Exercise task.
Gather every line of the entries below that contains the string "face", and copy each one in full. Upper and lower case count, so match the letters as given.

Records.
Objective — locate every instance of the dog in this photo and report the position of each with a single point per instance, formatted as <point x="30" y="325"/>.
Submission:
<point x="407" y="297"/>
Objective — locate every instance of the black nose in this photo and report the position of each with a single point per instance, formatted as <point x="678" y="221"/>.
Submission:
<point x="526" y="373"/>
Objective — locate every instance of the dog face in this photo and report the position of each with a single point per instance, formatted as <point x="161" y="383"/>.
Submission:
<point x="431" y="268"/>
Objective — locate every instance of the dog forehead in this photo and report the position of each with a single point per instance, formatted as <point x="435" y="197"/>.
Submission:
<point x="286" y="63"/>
* * *
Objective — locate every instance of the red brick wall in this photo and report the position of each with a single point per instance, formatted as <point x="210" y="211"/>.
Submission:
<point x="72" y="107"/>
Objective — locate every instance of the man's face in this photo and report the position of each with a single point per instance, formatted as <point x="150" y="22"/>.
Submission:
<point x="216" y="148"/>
...
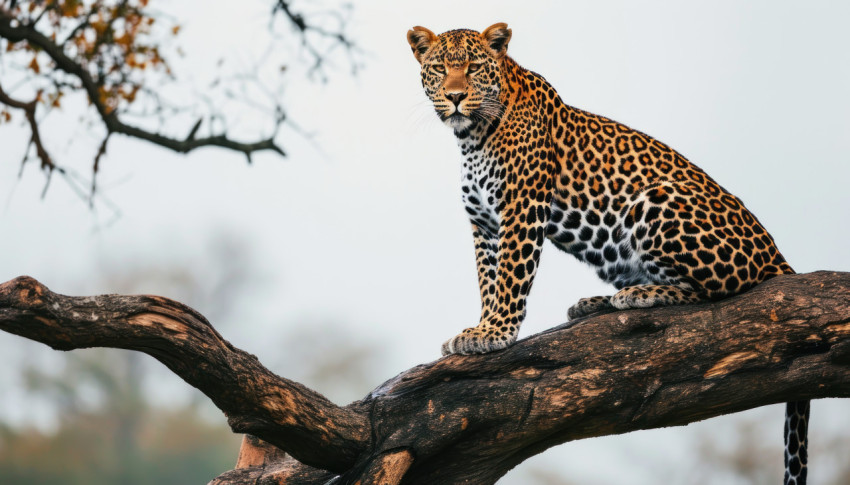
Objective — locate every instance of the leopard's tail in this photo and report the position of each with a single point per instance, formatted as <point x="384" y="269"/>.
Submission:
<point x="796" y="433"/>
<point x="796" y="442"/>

Answer to the exercise.
Objective — locate every instance of the dog face in this photo and report the position of each with a single point per instance, formatted as <point x="161" y="383"/>.
Objective — locate every instance of the man's face in this photo and report the position of each with a single point per instance, formatted as <point x="150" y="22"/>.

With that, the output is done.